● **Short task**:
Can you lay out every line of the data below as a numbered list, skipping blank lines and leaving the pictures out?

/---

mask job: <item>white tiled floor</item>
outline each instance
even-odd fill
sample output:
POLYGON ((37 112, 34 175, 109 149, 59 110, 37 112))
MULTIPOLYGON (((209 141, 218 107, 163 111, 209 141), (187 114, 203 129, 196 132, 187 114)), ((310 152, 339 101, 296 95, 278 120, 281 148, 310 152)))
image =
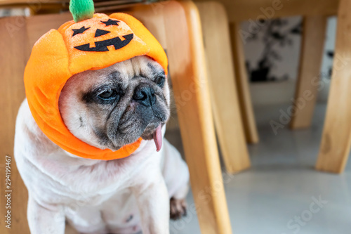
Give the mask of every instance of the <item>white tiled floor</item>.
MULTIPOLYGON (((314 170, 325 105, 317 105, 310 129, 273 133, 284 107, 255 110, 260 143, 249 145, 252 168, 225 176, 225 192, 234 233, 351 233, 351 163, 341 175, 314 170), (314 204, 321 199, 326 204, 314 204), (299 218, 300 217, 300 218, 299 218), (300 219, 300 220, 298 220, 300 219)), ((189 204, 193 204, 188 196, 189 204)), ((200 233, 196 216, 171 223, 171 233, 200 233)))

\---

● **Output**:
1. mask job: <item>white tiled floor</item>
2. outline each instance
3. even-odd fill
4. sample output:
5. POLYGON ((37 112, 34 175, 109 149, 59 110, 37 112))
6. MULTIPOLYGON (((209 141, 218 107, 163 111, 209 141), (187 114, 203 129, 196 132, 187 114)), ((310 152, 339 101, 296 95, 278 120, 281 148, 310 152)))
7. image =
8. Give the mask of every instance of the <item>white tiled floor</item>.
9. MULTIPOLYGON (((314 170, 325 105, 317 105, 310 129, 273 133, 284 107, 255 110, 260 143, 249 145, 252 168, 225 176, 225 192, 234 233, 351 233, 351 163, 341 175, 314 170), (314 204, 321 199, 326 204, 314 204), (299 218, 300 217, 300 218, 299 218), (300 219, 300 220, 298 220, 300 219)), ((189 204, 193 204, 188 196, 189 204)), ((200 233, 196 216, 171 223, 171 233, 200 233)))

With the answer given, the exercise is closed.